* [Task item]
Repeat all the records, precisely as given.
[Start of Attachment]
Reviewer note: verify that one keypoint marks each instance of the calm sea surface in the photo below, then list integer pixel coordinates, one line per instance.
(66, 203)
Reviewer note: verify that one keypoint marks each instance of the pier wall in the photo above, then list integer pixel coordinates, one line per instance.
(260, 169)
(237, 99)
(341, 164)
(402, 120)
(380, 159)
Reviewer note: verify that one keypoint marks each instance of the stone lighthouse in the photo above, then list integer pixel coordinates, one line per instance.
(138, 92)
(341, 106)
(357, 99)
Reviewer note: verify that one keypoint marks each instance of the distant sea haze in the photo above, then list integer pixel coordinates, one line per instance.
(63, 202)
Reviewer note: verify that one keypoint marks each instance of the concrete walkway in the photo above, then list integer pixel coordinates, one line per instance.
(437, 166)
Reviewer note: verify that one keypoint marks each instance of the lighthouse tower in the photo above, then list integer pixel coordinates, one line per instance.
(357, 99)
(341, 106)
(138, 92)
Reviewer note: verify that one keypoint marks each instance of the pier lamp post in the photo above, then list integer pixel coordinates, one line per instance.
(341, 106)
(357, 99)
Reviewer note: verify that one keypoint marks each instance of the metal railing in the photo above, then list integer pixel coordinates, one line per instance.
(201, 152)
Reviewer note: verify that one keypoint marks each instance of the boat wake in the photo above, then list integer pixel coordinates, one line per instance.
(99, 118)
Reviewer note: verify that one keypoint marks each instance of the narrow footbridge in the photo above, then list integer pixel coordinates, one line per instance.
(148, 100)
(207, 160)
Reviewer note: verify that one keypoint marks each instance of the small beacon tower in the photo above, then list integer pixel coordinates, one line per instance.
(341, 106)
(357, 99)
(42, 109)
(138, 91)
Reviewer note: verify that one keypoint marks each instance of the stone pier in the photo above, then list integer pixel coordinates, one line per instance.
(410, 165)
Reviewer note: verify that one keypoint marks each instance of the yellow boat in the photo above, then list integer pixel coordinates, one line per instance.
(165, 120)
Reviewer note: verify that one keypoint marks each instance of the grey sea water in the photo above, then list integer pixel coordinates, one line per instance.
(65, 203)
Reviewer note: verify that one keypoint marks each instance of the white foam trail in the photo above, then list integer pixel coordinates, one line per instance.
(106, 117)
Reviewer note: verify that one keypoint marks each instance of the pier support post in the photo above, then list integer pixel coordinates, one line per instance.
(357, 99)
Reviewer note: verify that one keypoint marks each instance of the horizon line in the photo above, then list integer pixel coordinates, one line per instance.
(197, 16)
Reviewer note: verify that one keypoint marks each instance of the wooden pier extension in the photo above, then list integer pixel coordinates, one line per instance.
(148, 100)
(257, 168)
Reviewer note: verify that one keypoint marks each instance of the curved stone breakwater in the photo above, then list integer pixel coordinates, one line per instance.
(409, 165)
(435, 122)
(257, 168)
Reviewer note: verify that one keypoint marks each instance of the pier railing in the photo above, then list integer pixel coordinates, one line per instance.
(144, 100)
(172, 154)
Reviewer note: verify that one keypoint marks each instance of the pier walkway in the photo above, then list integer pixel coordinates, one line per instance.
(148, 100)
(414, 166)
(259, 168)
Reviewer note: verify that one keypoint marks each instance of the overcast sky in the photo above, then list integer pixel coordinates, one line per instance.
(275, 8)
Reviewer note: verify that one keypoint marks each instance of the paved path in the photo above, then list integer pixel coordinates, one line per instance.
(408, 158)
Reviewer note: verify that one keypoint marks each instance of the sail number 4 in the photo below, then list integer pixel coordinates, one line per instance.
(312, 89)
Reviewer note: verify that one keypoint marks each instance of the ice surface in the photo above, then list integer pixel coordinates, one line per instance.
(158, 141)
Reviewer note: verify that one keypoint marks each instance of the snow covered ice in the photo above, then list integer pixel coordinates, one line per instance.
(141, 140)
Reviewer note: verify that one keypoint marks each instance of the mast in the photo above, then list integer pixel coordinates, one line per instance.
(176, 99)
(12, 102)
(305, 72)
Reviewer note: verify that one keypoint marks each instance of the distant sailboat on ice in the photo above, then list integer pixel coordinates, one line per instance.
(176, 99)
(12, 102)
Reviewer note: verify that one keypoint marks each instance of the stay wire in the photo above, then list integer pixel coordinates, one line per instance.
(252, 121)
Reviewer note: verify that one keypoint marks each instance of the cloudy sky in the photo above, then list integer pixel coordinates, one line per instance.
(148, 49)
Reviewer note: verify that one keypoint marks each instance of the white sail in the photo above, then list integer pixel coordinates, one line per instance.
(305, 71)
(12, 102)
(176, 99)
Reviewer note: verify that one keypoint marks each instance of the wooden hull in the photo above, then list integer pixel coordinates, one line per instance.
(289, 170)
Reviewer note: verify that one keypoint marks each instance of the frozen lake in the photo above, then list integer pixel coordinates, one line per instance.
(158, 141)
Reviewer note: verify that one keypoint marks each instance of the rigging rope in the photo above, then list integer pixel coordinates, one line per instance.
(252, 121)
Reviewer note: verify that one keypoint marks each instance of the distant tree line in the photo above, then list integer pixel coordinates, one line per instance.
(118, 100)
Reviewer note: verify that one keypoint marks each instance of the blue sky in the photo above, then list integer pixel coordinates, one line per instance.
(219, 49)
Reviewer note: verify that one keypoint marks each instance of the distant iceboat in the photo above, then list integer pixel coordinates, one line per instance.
[End of Attachment]
* [Answer area]
Reviewer note: verify that one keypoint marks each instance of the calm sea surface in the photo below, then list integer pixel coordinates, one line per instance.
(66, 203)
Reviewer note: verify that one keypoint marks each instance of the pier wall in the photo above, then list integer pixel coordinates, one line per instance.
(260, 169)
(237, 99)
(341, 164)
(402, 120)
(380, 159)
Reviewer note: verify that one keypoint marks each instance of the stone lighthouse in the photo above, then list integer pixel coordinates, one line per instance.
(138, 92)
(341, 106)
(357, 99)
Reviewer note: verify that one keypoint marks each instance of the distant sea haze in the photo above, then list integer pixel coordinates, one line per instance.
(63, 202)
Reviewer note: verify that one keypoint marks each instance of the concrete walkway in the photo above, then list integer pixel coordinates, one line per instance.
(437, 166)
Reviewer note: verify that one keypoint marks each instance of the lighthouse tower in the photo above, then list integer pixel coordinates, one line per instance.
(357, 99)
(341, 106)
(138, 92)
Reviewer note: verify that one keypoint marks each instance of the pier lamp post in the photo above, then list integer pixel coordinates, one line per instance.
(341, 106)
(357, 99)
Reviewer note: verify that one keypoint marks each instance of the metal railing in the photo above, then list integer pixel coordinates, one line per instance.
(201, 152)
Reviewer note: verify that one keypoint marks each instance of the boat wake in the photo above, then list integer pixel coordinates, one line per instance.
(99, 118)
Reviewer note: verify that one keypoint marks each instance of the narrow footbridge in the photo above, then list integer pixel coordinates, one line per instance.
(148, 100)
(207, 160)
Reviewer note: verify that one keypoint marks each instance of the small beacon tower in the photo above, then list integer pixel coordinates, one line per instance.
(341, 106)
(357, 99)
(42, 109)
(138, 91)
Reviewer note: verify that one keypoint marks each instance of the stone pier in the photo above, then list integer pixel coordinates, one line per instance.
(410, 165)
Reviewer note: verify that one keypoint marks each instance of the yellow boat in the photo above, then list integer pixel coordinates, one line per instance.
(165, 120)
Reviewer note: verify that one keypoint marks each instance of the grey sea water in the photo above, then list integer pixel coordinates, one line per instance.
(65, 203)
Reviewer note: verify that one keypoint marks each instance of the white foam trail in the photo above, then list integer pixel coordinates, one line per instance.
(106, 117)
Reviewer note: verify that one keypoint marks each instance of the pier support post in the photo above, then list integer pixel coordinates, one line per instance.
(357, 99)
Reviewer note: verify that one keypoint marks each instance of the horizon line in the photo above, then list integer pixel coordinates, one line per instance.
(197, 16)
Reviewer note: verify that one keypoint marks each instance of the wooden pier extension in the photo above, then list integer pixel coordinates, one line per instance.
(148, 100)
(257, 168)
Reviewer note: verify that one keypoint marks each instance of the curved stone breakwater in the photo above, then list integer pixel coordinates, one line per instance.
(409, 165)
(435, 122)
(257, 168)
Reviewer note: verify that one keypoint marks each instance of the pier railing in the photo above, then list integer pixel coordinates, one line per instance.
(144, 100)
(172, 154)
Reviewer note: verify that one keypoint marks each instance of the pier walkway in the photo above, then list integer pixel coordinates, one line per instance.
(148, 100)
(414, 166)
(259, 168)
Reviewer note: verify that one keypoint marks each instance of the overcast sky in the photo above, then list integer pixel coordinates, one line per instance.
(275, 8)
Reviewer note: verify that one keypoint marks each instance of the paved path in the photo above, then list integer pixel coordinates, one line per instance.
(408, 158)
Reviewer note: verify that one keypoint marks each instance of the sail number 4 in the photo below, then list integer pixel coordinates, one line per instance.
(312, 89)
Reviewer note: verify that one keypoint marks each instance of the ice surface in the photo above, then list integer pixel coordinates, one line per instance.
(158, 141)
Reviewer note: verify that one keypoint marks each instance of the snow covered ice in the photo above, then list integer pixel coordinates, one line per instance.
(141, 140)
Reviewer note: verify that one keypoint marks each instance of the mast in the photo above, then list integer pixel coordinates, one line per instance.
(176, 99)
(12, 102)
(305, 72)
Reviewer note: verify that one keypoint marks each instance of the distant sailboat on ice in the photo above, then list integer pixel coordinates, one line per instance.
(176, 99)
(12, 102)
Reviewer note: verify that one keypoint marks each instance of the stay wire in the photo above, then list integer pixel coordinates, one line per instance.
(252, 121)
Reviewer note: verify that one keypoint marks each instance of the cloudy sky in the photo above, then list integer pixel coordinates, one line per instance.
(148, 49)
Reviewer note: verify that one keypoint marks each instance of the white sail in the photo above, then list integer pixel coordinates, one line per instance.
(305, 71)
(12, 102)
(176, 99)
Reviewer note: verify that one keypoint marks each instance of the wooden hull in the photo above, then list integer pixel coordinates, one line per instance.
(289, 170)
Reviewer note: verify that one keypoint marks each instance of the frozen lake in the photo above, then list integer pixel coordinates, one line per instance.
(158, 141)
Reviewer note: verify that one keypoint marks each instance of the rigging rope in the photo above, then list integer pixel coordinates, one line per instance.
(252, 121)
Reviewer note: verify that one keypoint marks each instance of the distant tree line in the photo above, then list integer pixel coordinates, one line per instance.
(118, 100)
Reviewer note: verify that one keypoint marks each instance of the blue sky in the photo above, then list integer pixel coordinates, one line per instance.
(219, 49)
Reviewer note: verify that one keypoint marks each instance of the distant iceboat in the photo above, then list integer pixel coordinates, one line per instance.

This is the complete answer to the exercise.